**The task**
Copy every one of the records below word for word, keeping each line in its original order.
::: Material to process :::
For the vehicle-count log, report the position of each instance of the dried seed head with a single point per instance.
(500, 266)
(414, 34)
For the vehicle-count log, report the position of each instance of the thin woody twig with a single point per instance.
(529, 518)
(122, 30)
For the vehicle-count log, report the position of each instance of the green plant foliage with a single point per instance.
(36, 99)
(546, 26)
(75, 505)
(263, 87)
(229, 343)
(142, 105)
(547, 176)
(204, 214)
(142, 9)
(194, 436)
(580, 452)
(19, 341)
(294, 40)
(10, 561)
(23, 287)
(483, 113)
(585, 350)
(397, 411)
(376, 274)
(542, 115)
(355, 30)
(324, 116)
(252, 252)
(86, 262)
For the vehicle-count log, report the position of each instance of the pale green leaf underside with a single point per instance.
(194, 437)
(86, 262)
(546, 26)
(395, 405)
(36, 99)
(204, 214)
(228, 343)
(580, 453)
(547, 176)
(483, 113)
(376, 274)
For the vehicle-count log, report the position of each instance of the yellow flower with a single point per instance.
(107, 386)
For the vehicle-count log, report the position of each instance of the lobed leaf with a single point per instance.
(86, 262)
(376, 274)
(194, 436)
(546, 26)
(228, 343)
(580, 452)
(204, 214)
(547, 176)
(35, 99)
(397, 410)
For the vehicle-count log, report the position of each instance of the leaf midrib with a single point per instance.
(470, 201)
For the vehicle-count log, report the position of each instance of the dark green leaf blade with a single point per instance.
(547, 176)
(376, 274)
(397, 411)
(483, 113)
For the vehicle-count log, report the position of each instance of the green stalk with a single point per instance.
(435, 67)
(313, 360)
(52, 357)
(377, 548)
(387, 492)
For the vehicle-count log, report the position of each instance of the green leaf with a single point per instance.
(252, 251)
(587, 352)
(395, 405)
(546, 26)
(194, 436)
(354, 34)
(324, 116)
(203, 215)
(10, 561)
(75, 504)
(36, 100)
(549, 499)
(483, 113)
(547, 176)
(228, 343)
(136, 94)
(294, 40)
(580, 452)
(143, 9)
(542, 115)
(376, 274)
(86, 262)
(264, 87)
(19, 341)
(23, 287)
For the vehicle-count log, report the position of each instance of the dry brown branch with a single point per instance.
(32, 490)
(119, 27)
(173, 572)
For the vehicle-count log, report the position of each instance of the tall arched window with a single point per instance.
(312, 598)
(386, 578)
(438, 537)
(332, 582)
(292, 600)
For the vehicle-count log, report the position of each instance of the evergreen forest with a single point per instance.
:::
**Response to this task**
For the vehicle-count log, report the position of each instance of the dried seed head with a single point per instance.
(500, 266)
(414, 34)
For the vehicle-count log, report the position of each instance of the thin woody twig with a single point per instance.
(529, 518)
(122, 30)
For the vehicle-count log, report the position of each instance of the green plant foliage with a single point per instance.
(36, 99)
(546, 26)
(75, 505)
(263, 87)
(229, 343)
(142, 105)
(547, 176)
(204, 214)
(142, 9)
(194, 436)
(580, 452)
(19, 341)
(294, 40)
(10, 561)
(23, 287)
(483, 113)
(585, 350)
(397, 411)
(376, 274)
(542, 115)
(355, 30)
(324, 116)
(252, 252)
(86, 262)
For the vehicle-count log, report the position of each instance of the pale green leaf underside with a single point per instance.
(194, 437)
(86, 262)
(546, 26)
(395, 405)
(36, 99)
(204, 214)
(228, 343)
(580, 453)
(547, 176)
(483, 113)
(376, 274)
For the vehicle-count log, report the position of each instance of the yellow flower with a single point per instance.
(107, 386)
For the vehicle-count log, report the position of each instance of the lobed leaf with a single point per instance.
(86, 262)
(376, 274)
(194, 436)
(546, 26)
(228, 343)
(580, 452)
(204, 214)
(547, 176)
(35, 99)
(397, 410)
For the vehicle-count log, report the position of each instance of the leaf midrib with a single point per instance.
(470, 201)
For the vehicle-count log, report the position of each instance of the dark green leaf blade with a single point per instance.
(547, 176)
(376, 274)
(397, 411)
(483, 113)
For the vehicle-count log, report the position of each instance of the green stalk with a single point per instance.
(435, 67)
(313, 360)
(52, 357)
(377, 548)
(387, 492)
For the vehicle-count log, report the position of each instance of the green leaf with a single point per instance.
(252, 251)
(587, 352)
(395, 405)
(546, 26)
(194, 436)
(354, 34)
(324, 116)
(203, 215)
(10, 561)
(75, 504)
(36, 100)
(549, 499)
(483, 113)
(547, 176)
(228, 343)
(136, 94)
(294, 40)
(580, 452)
(143, 9)
(542, 115)
(376, 274)
(86, 262)
(264, 87)
(19, 341)
(23, 287)
For the vehicle-count log, report the position of each instance of the dry brown branch with a single point per instance.
(32, 490)
(119, 27)
(173, 572)
For the vehicle-count log, report the position of each instance of the tall arched window with a single point per instance.
(312, 598)
(386, 578)
(438, 537)
(332, 582)
(292, 600)
For the vehicle-count log, report the position of each instance of the evergreen forest with a single point per instance.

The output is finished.